Input:
==============================
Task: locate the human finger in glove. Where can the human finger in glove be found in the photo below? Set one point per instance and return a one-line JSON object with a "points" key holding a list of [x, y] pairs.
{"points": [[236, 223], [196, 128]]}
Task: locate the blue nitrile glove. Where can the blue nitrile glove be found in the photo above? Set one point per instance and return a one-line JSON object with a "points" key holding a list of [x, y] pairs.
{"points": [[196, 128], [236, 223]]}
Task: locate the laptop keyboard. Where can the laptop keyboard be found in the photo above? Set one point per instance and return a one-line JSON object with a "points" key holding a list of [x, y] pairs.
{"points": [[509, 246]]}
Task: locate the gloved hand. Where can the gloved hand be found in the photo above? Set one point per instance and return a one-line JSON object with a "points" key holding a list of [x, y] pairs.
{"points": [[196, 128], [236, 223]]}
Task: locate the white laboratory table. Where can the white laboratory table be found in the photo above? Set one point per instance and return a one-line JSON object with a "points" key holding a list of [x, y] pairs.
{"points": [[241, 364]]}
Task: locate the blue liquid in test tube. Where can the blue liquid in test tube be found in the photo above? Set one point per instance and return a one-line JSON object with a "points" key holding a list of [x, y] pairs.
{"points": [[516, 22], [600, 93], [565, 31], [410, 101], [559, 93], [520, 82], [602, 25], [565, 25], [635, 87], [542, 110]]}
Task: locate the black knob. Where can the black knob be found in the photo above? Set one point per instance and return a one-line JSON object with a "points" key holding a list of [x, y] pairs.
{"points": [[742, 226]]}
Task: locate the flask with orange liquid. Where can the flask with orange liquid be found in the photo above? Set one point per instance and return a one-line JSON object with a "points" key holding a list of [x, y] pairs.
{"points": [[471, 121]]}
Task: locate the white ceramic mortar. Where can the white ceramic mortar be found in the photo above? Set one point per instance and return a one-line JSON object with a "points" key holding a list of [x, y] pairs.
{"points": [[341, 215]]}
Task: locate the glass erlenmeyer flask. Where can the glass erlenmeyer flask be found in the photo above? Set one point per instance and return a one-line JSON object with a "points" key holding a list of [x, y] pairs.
==============================
Set task: Reproduce verbatim the records starting with the line that contains "Task: locate the laptop" and continuing through the last line of the records, with both of those lines included.

Written solution:
Task: locate the laptop keyboard. Where can the laptop keyboard be found in the photo above? Set one point per instance and return a one-line JSON object with a "points" key holding a list of [x, y] pairs.
{"points": [[509, 246]]}
Task: locate the gloved hand. Where can the gloved hand be found in the photo above? Set one point per instance and return a one-line JSON object with a "points" key holding a list of [x, y] pairs.
{"points": [[196, 128], [236, 223]]}
Task: locate the white laboratory table. Where can the white laboratory table be found in the photo above? Set one point per instance and return a one-line JSON object with a "points" key holding a list of [x, y] pairs.
{"points": [[241, 364]]}
Task: locate the blue liquid in test tube. Where can the blue liquid in test tube be found in the photo above? Set one point per instance and return a one-line JSON object with a "points" key holding a list of [x, y] pairs.
{"points": [[516, 22], [600, 93], [565, 31], [410, 101], [559, 93], [520, 82], [602, 25], [565, 25], [635, 87], [542, 110]]}
Task: locate the black knob. Where can the black knob be found in the photo above? Set one point per instance and return a one-line JSON object with a "points" key holding a list of [x, y] pairs.
{"points": [[742, 226]]}
Task: locate the flask with orange liquid. Where can the flask with orange liquid be found in the photo above? Set one point per instance and return a one-line JSON object with a "points" key holding a list of [x, y] pairs.
{"points": [[471, 121]]}
Task: locate the white ceramic mortar. Where can the white ceramic mortar be found in the photo above? Set one point per instance and return a one-line JSON object with a "points" key holding a list of [x, y] pairs.
{"points": [[341, 215]]}
Task: locate the glass erlenmeyer flask. Where can the glass erlenmeyer flask be found in the photo above? Set one point per instance and return a one-line JSON object with a "points" key holding a list of [x, y] pairs.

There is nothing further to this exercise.